▼

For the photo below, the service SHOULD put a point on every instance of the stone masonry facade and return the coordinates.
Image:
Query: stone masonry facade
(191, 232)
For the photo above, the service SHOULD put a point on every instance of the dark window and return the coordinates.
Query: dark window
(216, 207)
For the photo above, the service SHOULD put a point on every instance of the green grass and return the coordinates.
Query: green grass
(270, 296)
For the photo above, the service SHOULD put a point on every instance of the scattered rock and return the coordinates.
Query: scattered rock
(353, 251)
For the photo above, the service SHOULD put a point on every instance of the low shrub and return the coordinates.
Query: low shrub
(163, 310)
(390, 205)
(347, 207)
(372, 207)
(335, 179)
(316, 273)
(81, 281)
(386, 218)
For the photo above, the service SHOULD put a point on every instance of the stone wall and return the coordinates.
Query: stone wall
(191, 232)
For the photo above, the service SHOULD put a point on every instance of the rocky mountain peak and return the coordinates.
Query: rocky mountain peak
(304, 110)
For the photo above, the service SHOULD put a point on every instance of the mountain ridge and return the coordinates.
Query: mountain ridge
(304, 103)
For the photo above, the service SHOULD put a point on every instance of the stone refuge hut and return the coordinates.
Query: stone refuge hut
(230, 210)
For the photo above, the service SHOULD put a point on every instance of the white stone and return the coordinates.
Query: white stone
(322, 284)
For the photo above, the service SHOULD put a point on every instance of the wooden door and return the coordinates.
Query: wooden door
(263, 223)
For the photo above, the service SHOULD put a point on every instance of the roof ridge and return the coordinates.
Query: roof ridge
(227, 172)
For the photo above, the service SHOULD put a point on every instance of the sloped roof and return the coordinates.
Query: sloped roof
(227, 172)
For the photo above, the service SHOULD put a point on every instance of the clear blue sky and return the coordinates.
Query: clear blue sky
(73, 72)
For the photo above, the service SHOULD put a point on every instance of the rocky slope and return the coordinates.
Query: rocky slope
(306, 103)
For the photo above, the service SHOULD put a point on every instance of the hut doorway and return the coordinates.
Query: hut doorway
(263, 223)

▲

-- How to complete this task --
Please repeat the line that contains "Query: stone refuge hut" and every line after it through the end of the material above, exactly and with nothing added.

-- Exercise solution --
Query: stone refuge hut
(230, 210)
For the photo above, the service SHOULD put a point on every instance of the white stone and return the coordinates.
Query: white stone
(322, 284)
For the photo above, the service SHOULD put a point on every instance of the wooden door and return the coordinates.
Query: wooden door
(263, 223)
For the photo above, the service SHOULD put a point on every instance of the roof ridge and return the coordinates.
Query: roof ridge
(227, 172)
For the photo above, the service SHOULD put a point on every instance of the sloped roof and return the coordinates.
Query: sloped roof
(227, 172)
For the photo above, the service SHOULD put a point on every instance of the clear blue sky and return the coordinates.
Query: clear blue sky
(73, 72)
For the photo above, the service SHOULD put a point on every instance of the rocky slope and return the coordinates.
Query: rocky slope
(306, 103)
For the photo above, the service SHOULD put a point on every instance of the hut doorway and return the coordinates.
Query: hut doorway
(263, 223)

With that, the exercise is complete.